- Problems to work on:
a) In the blog post on trust during Covid-19, rewrite the stretch from "During a crisis" through "about President Pinocchio.", swapping "trust" for "confidence".
b) Answer these questions using the blog post on trust during Covid-19:
(i) In which book does Yuval Noah Harari explore how shared beliefs let humans develop faster?
(ii) What term does Harari use for cultural artifacts such as the nation state, religion and money?
(iii) Which institution is credited with ensuring adequate liquidity during the health crisis?
c) Continue the blog post on trust during Covid-19 from its final sentence.

-------- Text passage

During a crisis such as the one in which we are experiencing with Covid-19, we learn (or perhaps rediscover) how much of our world functions on the basis of trust.  Individuals also reveal their best and worse selves, but I promise not to make this another blog post about President Pinocchio.

 

In his widely read Sapiens: A Brief History of Humankind, Yuval Noah Harari explores how belief in ideas such as the nation state, religion and money have permitted humans to develop at a far faster pace than would have otherwise been possible through natural selection working its magic via pure biochemistry. Harari refers to these cultural artifacts as “myths” — they are really just shared beliefs.

 

This got me thinking in my coronavirus-driven isolation of the institutions and services upon which we rely that may be equally intangible.  Examples unfortunately abound in today’s news flow: the availability of hospital beds and ventilators for the very sick in the medical world and liquidity (ultimately cash) in the financial world.  Banks and other financial institutions exist to intermediate cash flows and desired maturities between borrowers and lenders, and companies and investors.  Bank panics occur (and they used to occur frequently) when, typically, depositors lose faith that their bank has enough cash to satisfy all withdrawal requests and begin frantic withdrawal attempts.

 

The financial system and the world’s economies could not function if banks held 100% of their deposits in cash-on-hand.  When we borrow, we rely on banks to lend us money on a longer-term basis — how many of us would take out a 30-day revolving mortgage?  However, when we deposit money in our checking or short-term savings or money market accounts, we expect to be able to spend or withdraw those funds on short notice.  The US Federal Reserve, in close coordination with central banks around the world, is doing an excellent job in this health crisis to ensure adequate liquidity in the system and prevent a public health crisis metastasizing into a financial crisis.

----------------
-------- Record set

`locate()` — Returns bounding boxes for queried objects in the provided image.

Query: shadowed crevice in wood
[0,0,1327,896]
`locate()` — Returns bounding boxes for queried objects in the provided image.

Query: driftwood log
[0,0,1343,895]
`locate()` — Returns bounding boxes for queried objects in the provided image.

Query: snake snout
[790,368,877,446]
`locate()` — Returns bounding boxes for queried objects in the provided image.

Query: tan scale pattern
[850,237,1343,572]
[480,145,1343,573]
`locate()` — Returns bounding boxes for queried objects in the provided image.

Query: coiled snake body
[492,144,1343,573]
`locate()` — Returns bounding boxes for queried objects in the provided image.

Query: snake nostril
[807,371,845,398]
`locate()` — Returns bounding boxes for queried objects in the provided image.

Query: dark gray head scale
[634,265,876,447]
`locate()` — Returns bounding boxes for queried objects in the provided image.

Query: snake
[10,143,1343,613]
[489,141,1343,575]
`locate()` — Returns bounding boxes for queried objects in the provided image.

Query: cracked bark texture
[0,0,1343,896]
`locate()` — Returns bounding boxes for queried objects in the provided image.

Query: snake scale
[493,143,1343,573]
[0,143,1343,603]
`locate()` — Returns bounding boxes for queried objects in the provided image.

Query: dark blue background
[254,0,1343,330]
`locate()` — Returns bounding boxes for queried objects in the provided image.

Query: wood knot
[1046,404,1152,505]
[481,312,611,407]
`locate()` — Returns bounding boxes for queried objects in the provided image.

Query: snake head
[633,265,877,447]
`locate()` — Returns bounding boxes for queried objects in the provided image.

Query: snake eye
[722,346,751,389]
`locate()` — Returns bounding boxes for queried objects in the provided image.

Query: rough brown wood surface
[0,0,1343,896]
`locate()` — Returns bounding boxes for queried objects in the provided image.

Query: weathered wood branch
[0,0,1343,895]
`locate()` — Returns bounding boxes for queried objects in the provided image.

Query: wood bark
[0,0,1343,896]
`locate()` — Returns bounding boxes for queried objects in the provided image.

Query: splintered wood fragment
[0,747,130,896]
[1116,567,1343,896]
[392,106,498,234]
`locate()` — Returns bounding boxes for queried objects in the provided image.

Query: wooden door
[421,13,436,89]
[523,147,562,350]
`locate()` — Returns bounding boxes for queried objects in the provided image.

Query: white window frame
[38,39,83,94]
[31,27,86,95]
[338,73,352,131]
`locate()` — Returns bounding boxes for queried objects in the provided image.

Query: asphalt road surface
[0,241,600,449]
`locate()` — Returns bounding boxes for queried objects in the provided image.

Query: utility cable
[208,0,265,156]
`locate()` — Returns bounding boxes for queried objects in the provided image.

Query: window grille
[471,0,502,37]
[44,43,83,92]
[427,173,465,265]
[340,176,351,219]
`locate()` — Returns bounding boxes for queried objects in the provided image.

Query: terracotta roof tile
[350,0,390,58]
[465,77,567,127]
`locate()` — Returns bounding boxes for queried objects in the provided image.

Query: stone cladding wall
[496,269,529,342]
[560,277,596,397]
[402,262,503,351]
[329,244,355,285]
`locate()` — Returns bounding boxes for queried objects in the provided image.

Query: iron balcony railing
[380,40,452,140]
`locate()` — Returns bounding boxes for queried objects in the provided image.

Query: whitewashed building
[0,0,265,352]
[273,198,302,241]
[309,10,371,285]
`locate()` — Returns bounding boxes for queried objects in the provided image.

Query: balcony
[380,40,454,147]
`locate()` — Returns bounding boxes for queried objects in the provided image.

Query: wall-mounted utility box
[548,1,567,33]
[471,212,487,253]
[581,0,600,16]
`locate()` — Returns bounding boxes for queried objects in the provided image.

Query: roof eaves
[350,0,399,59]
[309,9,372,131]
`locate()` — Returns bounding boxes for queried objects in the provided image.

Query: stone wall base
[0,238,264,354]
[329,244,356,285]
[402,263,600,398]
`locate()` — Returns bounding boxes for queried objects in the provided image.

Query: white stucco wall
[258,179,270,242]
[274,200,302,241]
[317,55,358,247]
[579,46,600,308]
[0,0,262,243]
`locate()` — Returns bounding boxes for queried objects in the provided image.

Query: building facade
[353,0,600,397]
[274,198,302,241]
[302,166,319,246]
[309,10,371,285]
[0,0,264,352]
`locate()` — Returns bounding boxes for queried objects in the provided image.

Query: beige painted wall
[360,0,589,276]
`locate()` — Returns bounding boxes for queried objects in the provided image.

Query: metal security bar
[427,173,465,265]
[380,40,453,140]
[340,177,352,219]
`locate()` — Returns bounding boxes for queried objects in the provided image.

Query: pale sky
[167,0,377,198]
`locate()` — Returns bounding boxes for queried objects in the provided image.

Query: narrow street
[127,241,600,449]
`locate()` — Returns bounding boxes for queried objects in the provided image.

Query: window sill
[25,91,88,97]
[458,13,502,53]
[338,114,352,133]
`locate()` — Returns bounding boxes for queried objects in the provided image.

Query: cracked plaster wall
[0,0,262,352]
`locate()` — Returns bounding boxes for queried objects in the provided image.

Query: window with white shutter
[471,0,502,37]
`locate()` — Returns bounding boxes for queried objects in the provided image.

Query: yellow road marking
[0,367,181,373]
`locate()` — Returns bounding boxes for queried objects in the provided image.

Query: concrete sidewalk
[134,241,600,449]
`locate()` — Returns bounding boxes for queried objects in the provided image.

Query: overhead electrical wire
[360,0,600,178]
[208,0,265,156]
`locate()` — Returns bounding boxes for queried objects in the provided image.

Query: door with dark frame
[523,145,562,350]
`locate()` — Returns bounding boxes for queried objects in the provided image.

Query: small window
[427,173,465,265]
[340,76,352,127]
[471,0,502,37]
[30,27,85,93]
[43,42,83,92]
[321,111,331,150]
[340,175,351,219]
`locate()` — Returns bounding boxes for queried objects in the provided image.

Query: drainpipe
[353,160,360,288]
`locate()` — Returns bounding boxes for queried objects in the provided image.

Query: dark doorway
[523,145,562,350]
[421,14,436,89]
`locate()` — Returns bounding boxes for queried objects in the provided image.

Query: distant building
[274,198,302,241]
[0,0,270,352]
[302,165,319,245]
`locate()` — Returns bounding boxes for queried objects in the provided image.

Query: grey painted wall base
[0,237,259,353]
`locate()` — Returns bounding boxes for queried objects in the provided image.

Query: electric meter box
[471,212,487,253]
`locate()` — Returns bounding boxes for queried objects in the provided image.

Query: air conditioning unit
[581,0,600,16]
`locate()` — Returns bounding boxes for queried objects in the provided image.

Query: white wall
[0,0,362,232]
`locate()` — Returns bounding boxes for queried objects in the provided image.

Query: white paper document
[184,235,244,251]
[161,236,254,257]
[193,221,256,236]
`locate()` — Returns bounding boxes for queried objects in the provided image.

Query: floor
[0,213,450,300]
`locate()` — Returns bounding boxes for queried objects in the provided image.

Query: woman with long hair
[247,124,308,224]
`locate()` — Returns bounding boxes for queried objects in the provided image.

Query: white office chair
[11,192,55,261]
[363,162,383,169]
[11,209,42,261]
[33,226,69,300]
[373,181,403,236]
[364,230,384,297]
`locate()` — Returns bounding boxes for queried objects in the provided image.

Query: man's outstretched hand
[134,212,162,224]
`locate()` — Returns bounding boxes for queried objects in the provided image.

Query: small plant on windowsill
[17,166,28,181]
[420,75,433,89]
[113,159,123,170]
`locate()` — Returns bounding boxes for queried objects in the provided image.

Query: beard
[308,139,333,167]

----------------

- Exercise answers:
a)
During a crisis such as the one in which we are experiencing with Covid-19, we learn (or perhaps rediscover) how much of our world functions on the basis of confidence.  Individuals also reveal their best and worse selves, but I promise not to make this another blog post about President Pinocchio.

b)
(i) Sapiens: A Brief History of Humankind
(ii) "Myths"
(iii) The US Federal Reserve

c)
Until Covid-19 I had not focused on how much of our public health system also functions like a bank.  It would be prohibitively expensive for any nation to maintain sufficient hospital capacity to meet a “run on the bank” type demand for medical services.  Obviously, the US could not and should not maintain 320 million ICU beds and ventilators or the trained professionals to staff them.  However, what is the right number?  Financial regulators and the boards of responsible banks spend a lot of time and thought (and stress test their conclusions) to establish what is a safe amount of capital and liquidity to maintain.  Good hospitals do the same for the communities in which they operate; however, I believe that the US, Italy, Spain and other nations have discovered this month that they have not done a good enough job mandating sufficient resources at the national level.

 

Continuing this analogy of the pandemic virus qua bank run, health authorities need to introduce sufficient liquidity into the system by blunting demand (through social distancing and additional hygiene measures) while rapidly increasing supply (through providing additional hospital beds, ventilators, personal protective equipment and testing capacity).  These measures are now, belatedly, underway but precious time has been wasted.

 

Trust is a vital social good when it comes to our health and our finances.  When the immediate crisis abates, health authorities and governments around the world need to learn the lessons bank regulators did post-2008 to restore confidence in a system that can only function on a basis of trust.